Task instructions: Return every line in the items below that contains the word "wall", copying each one unchanged.

◇ ◇ ◇

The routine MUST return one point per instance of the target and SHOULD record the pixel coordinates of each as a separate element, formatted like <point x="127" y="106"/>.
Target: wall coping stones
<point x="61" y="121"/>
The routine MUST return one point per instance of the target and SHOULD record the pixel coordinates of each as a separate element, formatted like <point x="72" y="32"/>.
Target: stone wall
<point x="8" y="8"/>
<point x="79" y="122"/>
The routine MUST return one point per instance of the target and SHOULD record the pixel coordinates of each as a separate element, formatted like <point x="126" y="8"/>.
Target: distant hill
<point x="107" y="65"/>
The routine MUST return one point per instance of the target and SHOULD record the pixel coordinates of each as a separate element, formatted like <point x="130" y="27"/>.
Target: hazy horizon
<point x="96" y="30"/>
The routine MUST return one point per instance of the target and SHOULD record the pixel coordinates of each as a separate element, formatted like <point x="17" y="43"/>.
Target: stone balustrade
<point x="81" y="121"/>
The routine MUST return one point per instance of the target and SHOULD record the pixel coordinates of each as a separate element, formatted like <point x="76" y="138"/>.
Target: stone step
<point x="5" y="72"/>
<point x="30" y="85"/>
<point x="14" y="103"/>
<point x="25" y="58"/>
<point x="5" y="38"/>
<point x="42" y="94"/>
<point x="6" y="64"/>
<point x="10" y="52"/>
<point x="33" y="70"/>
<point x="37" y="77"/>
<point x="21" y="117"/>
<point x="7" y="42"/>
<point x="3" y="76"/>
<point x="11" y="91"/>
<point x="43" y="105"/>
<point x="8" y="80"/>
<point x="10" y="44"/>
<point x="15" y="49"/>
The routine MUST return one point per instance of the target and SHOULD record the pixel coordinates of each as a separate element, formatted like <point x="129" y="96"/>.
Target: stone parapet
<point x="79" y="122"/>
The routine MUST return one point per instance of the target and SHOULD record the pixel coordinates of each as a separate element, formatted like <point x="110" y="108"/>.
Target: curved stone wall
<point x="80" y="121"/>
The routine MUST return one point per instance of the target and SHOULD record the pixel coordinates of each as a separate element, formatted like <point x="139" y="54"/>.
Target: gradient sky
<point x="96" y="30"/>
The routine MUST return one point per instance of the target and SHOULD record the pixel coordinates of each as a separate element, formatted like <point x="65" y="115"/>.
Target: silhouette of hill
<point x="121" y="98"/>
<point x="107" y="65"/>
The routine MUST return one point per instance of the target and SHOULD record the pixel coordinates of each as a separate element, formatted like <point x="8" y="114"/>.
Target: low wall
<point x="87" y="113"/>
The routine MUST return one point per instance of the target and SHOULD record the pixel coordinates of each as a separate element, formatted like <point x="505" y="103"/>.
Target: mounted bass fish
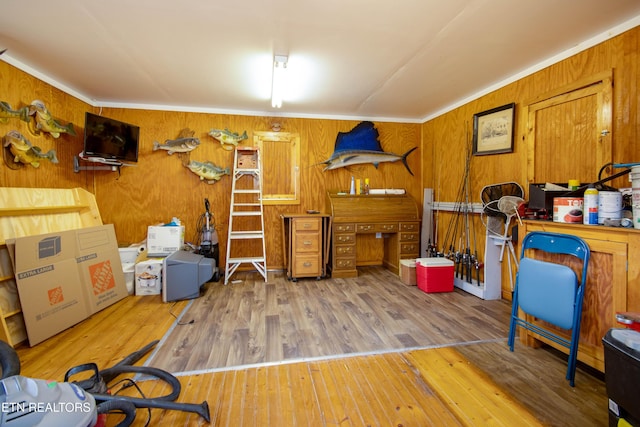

◇ ◇ ◇

Exercise output:
Target: wall coping stones
Target: stone wall
Target: curved stone wall
Target: low wall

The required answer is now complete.